■ Given request ■
Copy the part of the records below that opens with the line containing "Where can the residential" and closes with the last line of the records. Reproduce every line without any change.

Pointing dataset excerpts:
--- START ---
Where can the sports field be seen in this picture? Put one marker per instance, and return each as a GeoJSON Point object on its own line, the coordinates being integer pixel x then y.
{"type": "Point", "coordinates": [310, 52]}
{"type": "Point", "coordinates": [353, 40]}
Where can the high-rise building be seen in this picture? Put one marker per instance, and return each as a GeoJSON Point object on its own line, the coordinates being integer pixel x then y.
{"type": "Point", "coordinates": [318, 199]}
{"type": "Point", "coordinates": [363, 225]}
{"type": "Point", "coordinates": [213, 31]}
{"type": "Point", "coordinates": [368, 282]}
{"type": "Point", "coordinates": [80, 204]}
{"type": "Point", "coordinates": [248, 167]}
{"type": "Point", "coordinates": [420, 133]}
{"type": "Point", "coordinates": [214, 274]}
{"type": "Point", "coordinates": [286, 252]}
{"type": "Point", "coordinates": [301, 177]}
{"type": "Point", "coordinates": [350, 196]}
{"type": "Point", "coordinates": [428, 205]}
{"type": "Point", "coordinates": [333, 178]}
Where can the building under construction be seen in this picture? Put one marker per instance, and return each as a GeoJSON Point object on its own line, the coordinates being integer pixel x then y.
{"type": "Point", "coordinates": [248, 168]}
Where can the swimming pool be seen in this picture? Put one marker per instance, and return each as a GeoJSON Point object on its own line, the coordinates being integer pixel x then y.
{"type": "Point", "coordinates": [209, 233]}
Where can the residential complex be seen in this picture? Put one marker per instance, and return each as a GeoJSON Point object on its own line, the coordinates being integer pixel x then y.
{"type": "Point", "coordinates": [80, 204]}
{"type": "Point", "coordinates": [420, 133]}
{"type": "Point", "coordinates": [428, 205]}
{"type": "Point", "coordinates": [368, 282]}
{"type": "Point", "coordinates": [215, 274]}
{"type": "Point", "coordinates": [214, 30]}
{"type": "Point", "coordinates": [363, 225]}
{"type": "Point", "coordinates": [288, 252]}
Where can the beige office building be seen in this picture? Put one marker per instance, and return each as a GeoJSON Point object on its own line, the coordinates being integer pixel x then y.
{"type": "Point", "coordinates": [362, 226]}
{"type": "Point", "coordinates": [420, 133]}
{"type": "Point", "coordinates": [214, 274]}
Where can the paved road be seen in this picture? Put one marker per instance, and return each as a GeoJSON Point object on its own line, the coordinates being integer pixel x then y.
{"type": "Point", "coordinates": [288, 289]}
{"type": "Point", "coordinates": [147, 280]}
--- END ---
■ The solution ■
Where can the residential complex be seen in this picture? Put one marker per instance, and return each as a GeoJSON Point object on its own line, the coordinates being integer pixel x then y.
{"type": "Point", "coordinates": [80, 204]}
{"type": "Point", "coordinates": [420, 133]}
{"type": "Point", "coordinates": [428, 205]}
{"type": "Point", "coordinates": [368, 282]}
{"type": "Point", "coordinates": [215, 274]}
{"type": "Point", "coordinates": [214, 30]}
{"type": "Point", "coordinates": [363, 225]}
{"type": "Point", "coordinates": [288, 252]}
Where can the beige office building be seen in this picture? Put one marker per instance, and return each as a GeoJSON Point object on its own line, the coordinates being integer pixel x then y.
{"type": "Point", "coordinates": [362, 226]}
{"type": "Point", "coordinates": [420, 133]}
{"type": "Point", "coordinates": [214, 274]}
Where can the paved road be seen in this picture? Put one marker per instance, and return each as a GeoJSON Point object on its own line, the coordinates being integer pixel x then y.
{"type": "Point", "coordinates": [288, 289]}
{"type": "Point", "coordinates": [147, 280]}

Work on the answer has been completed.